== Dataset content ==
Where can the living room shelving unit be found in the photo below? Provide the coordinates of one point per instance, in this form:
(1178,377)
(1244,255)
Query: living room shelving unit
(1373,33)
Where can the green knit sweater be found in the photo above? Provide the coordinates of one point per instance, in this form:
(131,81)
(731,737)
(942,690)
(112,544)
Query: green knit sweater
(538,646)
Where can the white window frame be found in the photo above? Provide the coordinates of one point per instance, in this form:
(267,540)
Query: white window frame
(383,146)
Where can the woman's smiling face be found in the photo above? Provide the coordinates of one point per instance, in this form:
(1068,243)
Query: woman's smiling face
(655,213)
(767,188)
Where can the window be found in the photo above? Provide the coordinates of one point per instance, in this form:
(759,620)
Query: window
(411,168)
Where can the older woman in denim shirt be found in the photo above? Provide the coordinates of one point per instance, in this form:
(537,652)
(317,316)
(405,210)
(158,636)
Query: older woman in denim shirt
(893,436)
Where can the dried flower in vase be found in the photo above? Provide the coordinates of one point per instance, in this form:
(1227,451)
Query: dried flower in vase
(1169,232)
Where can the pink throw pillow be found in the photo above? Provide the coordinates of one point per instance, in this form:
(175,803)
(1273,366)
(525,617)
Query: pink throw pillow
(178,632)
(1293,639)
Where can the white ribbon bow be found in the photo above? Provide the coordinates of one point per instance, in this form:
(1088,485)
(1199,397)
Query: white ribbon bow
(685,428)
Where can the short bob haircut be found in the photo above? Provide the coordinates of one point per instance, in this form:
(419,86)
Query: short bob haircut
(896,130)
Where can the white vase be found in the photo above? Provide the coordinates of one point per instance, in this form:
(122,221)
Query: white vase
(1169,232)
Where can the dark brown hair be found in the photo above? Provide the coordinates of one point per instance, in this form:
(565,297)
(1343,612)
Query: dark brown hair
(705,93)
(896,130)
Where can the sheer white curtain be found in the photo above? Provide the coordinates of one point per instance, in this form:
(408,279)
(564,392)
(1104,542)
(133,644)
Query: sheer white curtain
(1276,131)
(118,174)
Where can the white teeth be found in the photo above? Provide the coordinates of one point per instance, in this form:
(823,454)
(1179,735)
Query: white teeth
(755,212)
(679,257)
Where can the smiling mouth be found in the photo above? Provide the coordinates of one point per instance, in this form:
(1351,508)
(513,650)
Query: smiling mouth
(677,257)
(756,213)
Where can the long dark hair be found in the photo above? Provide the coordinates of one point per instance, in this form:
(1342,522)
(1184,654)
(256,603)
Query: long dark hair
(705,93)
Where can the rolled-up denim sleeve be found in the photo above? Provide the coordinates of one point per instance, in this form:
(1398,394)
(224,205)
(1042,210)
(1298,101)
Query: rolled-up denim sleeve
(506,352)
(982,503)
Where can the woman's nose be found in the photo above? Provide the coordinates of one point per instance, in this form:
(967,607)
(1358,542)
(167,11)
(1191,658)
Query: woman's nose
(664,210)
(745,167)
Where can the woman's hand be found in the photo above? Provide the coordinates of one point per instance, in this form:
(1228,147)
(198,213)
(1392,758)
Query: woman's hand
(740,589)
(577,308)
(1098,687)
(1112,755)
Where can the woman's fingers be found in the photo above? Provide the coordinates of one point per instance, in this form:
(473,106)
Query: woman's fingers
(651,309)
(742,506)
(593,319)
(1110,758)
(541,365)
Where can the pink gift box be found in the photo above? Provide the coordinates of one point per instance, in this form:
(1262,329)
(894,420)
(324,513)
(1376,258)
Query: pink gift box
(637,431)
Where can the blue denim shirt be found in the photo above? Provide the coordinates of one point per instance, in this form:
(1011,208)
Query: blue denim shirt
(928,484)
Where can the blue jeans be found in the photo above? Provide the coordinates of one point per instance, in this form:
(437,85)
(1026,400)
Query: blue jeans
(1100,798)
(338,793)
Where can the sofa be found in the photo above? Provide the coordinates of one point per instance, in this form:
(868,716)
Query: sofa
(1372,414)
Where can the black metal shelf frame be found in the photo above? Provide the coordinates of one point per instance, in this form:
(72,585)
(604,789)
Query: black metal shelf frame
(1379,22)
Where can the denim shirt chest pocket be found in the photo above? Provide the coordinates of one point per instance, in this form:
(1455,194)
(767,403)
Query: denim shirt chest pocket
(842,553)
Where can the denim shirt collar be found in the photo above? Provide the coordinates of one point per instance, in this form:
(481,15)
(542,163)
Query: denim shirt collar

== The problem ==
Can you copy every line from the one holding "Where can the black" through the end of the items, inclusive and requests included, shifting each answer point by adding 69 to both of its coordinates? The coordinates in the requests and in their format samples stay unchanged.

== The response ==
Where can the black metal shelf frame be found in the photo above? Provide the coordinates of one point per instance, in this form:
(72,585)
(604,789)
Query: black metal shelf frame
(1448,91)
Where can the denim shirt chest pocket be found in the photo above? Provide the coordinates of one point per instance, in this form:
(1455,194)
(767,403)
Query: denim shirt chest pocket
(911,622)
Where can the denim shirt collar be found in the photo above? Provide the coordinates of one point per instance, in this form:
(481,15)
(542,163)
Query: denim shirt collar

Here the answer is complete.